* _SHORT TASK_
Copy the stretch of material from the line that contains "of the blue" through the line that contains "x=82, y=486", keeping every line. Shift each answer coordinate by adding 63 to both its x and y values, and leave all other lines unchanged.

━━━━━━

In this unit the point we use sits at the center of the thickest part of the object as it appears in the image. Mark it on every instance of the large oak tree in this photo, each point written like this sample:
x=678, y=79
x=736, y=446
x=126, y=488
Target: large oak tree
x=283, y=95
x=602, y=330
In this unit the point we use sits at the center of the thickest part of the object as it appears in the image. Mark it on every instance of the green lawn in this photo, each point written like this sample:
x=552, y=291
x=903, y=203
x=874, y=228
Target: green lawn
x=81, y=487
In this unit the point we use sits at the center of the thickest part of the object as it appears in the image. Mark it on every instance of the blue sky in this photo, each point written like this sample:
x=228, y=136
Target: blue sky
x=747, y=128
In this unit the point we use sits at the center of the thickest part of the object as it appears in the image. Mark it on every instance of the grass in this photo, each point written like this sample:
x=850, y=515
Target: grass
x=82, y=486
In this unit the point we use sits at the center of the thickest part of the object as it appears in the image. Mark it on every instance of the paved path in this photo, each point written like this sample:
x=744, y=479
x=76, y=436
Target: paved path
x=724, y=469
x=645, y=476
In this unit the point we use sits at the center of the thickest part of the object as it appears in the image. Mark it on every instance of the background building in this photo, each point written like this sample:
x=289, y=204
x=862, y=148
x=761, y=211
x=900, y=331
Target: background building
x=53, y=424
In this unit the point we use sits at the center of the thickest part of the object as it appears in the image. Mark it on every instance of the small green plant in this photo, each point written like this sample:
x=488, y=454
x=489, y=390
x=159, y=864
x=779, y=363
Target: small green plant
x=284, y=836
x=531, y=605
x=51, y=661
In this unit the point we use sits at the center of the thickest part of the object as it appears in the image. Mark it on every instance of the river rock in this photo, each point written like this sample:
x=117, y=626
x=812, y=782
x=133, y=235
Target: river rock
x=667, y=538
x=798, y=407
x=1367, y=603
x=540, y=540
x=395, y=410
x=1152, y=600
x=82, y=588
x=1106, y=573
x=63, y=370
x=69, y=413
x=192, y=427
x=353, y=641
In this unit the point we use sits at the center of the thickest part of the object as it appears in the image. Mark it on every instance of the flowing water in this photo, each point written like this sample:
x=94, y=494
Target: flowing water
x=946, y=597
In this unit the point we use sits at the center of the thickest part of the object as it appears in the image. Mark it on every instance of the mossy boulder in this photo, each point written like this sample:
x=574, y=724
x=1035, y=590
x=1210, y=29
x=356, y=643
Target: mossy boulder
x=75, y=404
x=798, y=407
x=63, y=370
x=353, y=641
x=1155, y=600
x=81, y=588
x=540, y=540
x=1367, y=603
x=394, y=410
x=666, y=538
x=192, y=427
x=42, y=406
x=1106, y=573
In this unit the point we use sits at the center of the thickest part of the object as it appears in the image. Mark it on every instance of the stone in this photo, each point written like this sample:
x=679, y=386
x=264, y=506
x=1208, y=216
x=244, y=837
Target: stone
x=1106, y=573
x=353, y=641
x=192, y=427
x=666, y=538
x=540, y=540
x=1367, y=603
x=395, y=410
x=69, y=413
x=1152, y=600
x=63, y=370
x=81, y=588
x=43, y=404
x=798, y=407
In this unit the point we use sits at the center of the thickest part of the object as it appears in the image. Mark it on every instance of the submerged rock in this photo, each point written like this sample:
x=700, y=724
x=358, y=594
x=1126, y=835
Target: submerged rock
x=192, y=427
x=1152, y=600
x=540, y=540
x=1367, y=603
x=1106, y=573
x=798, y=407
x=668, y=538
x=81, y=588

━━━━━━

* _CORRECT RESPONSE_
In this unit the point we use sits at the center of the thickest part of the object as it appears in the image. Mark it on every instance of the blue sky in this photo, each point written like this sample:
x=228, y=136
Target: blue sky
x=810, y=191
In this unit the point we use sits at the center of the thickest part of the object as it appears in the image. Mark it on every instance of the grass in this photo, each point written like this sample:
x=850, y=515
Target: grass
x=145, y=549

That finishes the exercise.